BEGIN
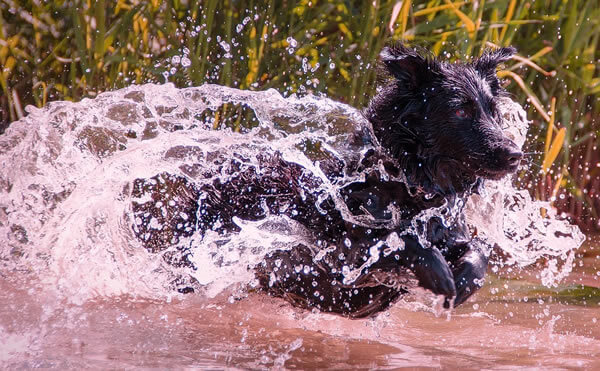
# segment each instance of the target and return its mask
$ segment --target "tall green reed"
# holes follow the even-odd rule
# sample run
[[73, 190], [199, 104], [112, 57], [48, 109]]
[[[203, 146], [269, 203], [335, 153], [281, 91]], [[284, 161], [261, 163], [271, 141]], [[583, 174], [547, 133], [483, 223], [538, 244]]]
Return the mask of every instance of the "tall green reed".
[[596, 0], [2, 0], [0, 130], [26, 104], [144, 82], [312, 92], [363, 107], [386, 42], [448, 60], [513, 45], [500, 76], [533, 119], [521, 183], [592, 228], [599, 38]]

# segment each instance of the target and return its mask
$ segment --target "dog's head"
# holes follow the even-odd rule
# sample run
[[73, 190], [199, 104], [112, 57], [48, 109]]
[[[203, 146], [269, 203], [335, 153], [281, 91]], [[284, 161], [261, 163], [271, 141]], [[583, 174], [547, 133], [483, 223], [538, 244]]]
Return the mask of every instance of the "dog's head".
[[514, 53], [500, 48], [448, 63], [402, 45], [384, 48], [392, 79], [366, 111], [380, 143], [395, 156], [428, 162], [434, 176], [438, 168], [471, 179], [514, 172], [522, 153], [503, 133], [497, 103], [505, 92], [496, 77]]

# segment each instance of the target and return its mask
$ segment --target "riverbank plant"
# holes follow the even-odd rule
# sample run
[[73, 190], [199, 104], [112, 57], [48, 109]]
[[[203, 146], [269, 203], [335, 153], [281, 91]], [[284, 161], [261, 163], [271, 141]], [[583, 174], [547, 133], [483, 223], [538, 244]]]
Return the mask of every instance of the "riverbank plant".
[[0, 0], [0, 131], [28, 104], [145, 82], [274, 88], [360, 108], [388, 42], [449, 60], [513, 45], [500, 76], [533, 120], [520, 182], [593, 229], [599, 38], [596, 0]]

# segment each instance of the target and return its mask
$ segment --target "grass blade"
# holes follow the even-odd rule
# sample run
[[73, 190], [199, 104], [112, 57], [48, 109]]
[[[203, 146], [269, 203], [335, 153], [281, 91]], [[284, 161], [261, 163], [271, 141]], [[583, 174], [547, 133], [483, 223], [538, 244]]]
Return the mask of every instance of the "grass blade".
[[550, 146], [550, 150], [548, 151], [548, 154], [544, 157], [544, 162], [542, 163], [543, 174], [548, 173], [550, 166], [552, 166], [554, 160], [556, 160], [556, 157], [558, 157], [558, 153], [560, 152], [563, 143], [565, 142], [566, 132], [567, 130], [565, 128], [560, 128], [558, 134], [556, 134], [556, 137], [554, 137], [552, 145]]

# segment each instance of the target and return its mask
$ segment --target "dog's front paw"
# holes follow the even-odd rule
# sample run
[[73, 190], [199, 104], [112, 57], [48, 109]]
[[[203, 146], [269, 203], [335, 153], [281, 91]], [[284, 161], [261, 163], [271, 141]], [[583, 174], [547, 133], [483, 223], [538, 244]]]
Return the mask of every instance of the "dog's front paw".
[[487, 259], [461, 259], [454, 269], [456, 298], [454, 306], [465, 302], [469, 296], [483, 286], [483, 277], [487, 270]]
[[424, 249], [413, 271], [419, 286], [447, 299], [456, 296], [452, 271], [437, 248]]

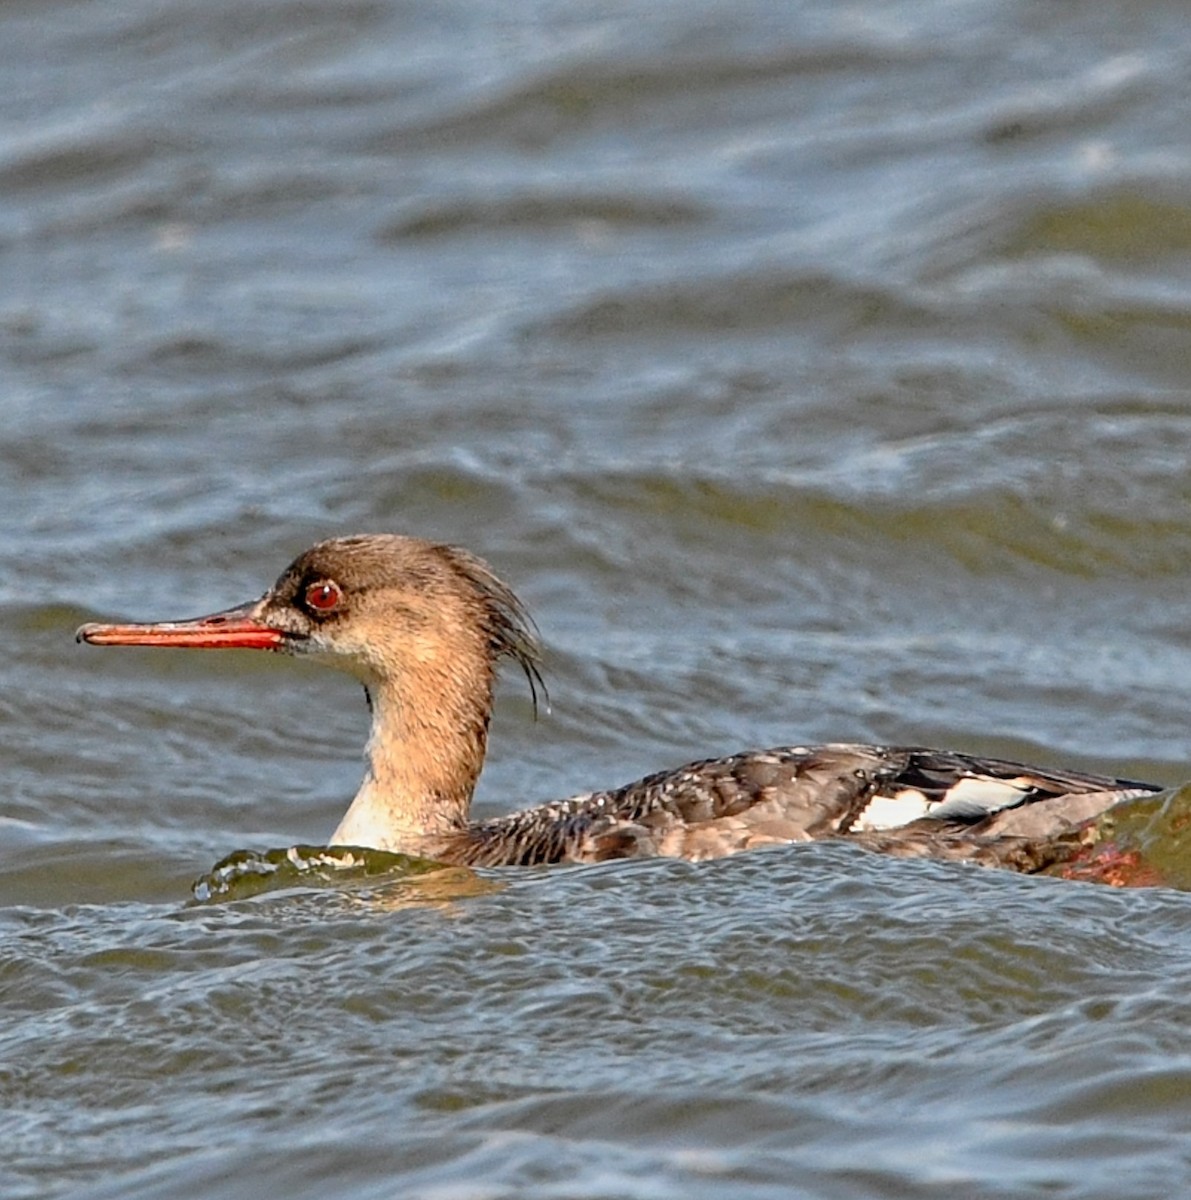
END
An exact copy of the records above is needed, with the pictures removed.

# segment each instance of the target and return its mask
$ segment --target "tall green reed"
# holes follow the even-odd rule
# sample run
[[73, 190], [199, 104], [112, 57], [48, 109]]
[[[203, 146], [269, 203], [335, 153], [281, 91]], [[284, 161], [261, 163], [271, 141]], [[583, 174], [547, 133], [483, 223], [538, 244]]]
Return the mask of every instance of the "tall green reed".
[[596, 0], [2, 0], [0, 130], [26, 104], [144, 82], [312, 92], [363, 107], [386, 42], [448, 60], [513, 45], [500, 76], [533, 119], [521, 183], [592, 228], [599, 38]]

# segment each instance of the target and return its mask
$ segment --target "dog's head"
# holes follow the even-odd rule
# sample run
[[73, 190], [199, 104], [112, 57], [48, 109]]
[[[203, 146], [269, 203], [335, 153], [281, 91]], [[284, 161], [261, 163], [271, 141]], [[583, 174], [547, 133], [483, 223], [538, 244]]]
Return the mask of every instance of the "dog's head".
[[514, 53], [500, 48], [448, 63], [402, 45], [384, 48], [392, 79], [366, 111], [380, 143], [395, 156], [428, 162], [434, 176], [438, 168], [471, 179], [514, 172], [522, 153], [503, 133], [497, 103], [505, 92], [496, 77]]

# segment each instance of the target and return its mask
$ segment --target "riverbank plant"
# holes follow the even-odd rule
# sample run
[[73, 190], [199, 104], [112, 57], [48, 109]]
[[[203, 146], [269, 203], [335, 153], [281, 91]], [[284, 161], [261, 163], [271, 141]], [[583, 174], [547, 133], [483, 223], [538, 244]]]
Return the mask of every instance of the "riverbank plant".
[[0, 0], [0, 131], [28, 104], [145, 82], [274, 88], [360, 108], [388, 42], [449, 60], [513, 45], [500, 76], [533, 120], [520, 182], [593, 229], [599, 38], [596, 0]]

# segment each instance of the target and return its mask
$ segment --target "grass blade"
# holes follow the even-odd rule
# sample run
[[73, 190], [199, 104], [112, 57], [48, 109]]
[[[203, 146], [269, 203], [335, 153], [281, 91]], [[284, 161], [261, 163], [271, 141]], [[583, 174], [547, 133], [483, 223], [538, 244]]]
Return the mask of every instance of the "grass blade".
[[550, 146], [550, 150], [548, 151], [548, 154], [544, 157], [544, 162], [542, 163], [543, 174], [548, 173], [550, 166], [552, 166], [554, 160], [556, 160], [556, 157], [558, 157], [558, 153], [560, 152], [563, 143], [565, 142], [566, 132], [567, 130], [565, 128], [560, 128], [558, 134], [556, 134], [556, 137], [554, 137], [552, 145]]

# segment each instance of the target and return its mask
$ segment --target "dog's front paw"
# holes follow the even-odd rule
# sample run
[[73, 190], [199, 104], [112, 57], [48, 109]]
[[[203, 146], [269, 203], [335, 153], [281, 91]], [[284, 161], [261, 163], [271, 141]], [[583, 174], [547, 133], [483, 223], [538, 244]]]
Return the mask of every instance of the "dog's front paw".
[[487, 259], [461, 259], [454, 269], [456, 298], [454, 306], [465, 302], [469, 296], [483, 286], [483, 277], [487, 270]]
[[424, 249], [413, 271], [419, 286], [447, 299], [456, 296], [452, 271], [437, 248]]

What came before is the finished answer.